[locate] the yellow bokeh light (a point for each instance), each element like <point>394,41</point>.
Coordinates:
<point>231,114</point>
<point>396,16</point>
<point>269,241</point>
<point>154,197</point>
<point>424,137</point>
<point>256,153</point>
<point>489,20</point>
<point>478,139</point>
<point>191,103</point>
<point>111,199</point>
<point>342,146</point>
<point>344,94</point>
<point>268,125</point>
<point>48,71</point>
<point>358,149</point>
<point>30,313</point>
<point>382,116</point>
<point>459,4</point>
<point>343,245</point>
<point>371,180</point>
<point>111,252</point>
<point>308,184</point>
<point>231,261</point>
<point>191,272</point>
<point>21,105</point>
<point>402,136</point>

» **Requirement**:
Quote all of the lines above word for word, changing nothing.

» **Solution**:
[locate] the yellow bokeh light (a point for each instance), each element like <point>394,41</point>.
Coordinates:
<point>231,114</point>
<point>396,16</point>
<point>269,241</point>
<point>154,197</point>
<point>424,137</point>
<point>256,153</point>
<point>489,20</point>
<point>478,139</point>
<point>191,103</point>
<point>111,199</point>
<point>342,146</point>
<point>344,94</point>
<point>268,125</point>
<point>48,71</point>
<point>358,149</point>
<point>30,313</point>
<point>382,116</point>
<point>459,4</point>
<point>343,245</point>
<point>371,180</point>
<point>111,252</point>
<point>308,184</point>
<point>231,261</point>
<point>191,272</point>
<point>21,105</point>
<point>402,136</point>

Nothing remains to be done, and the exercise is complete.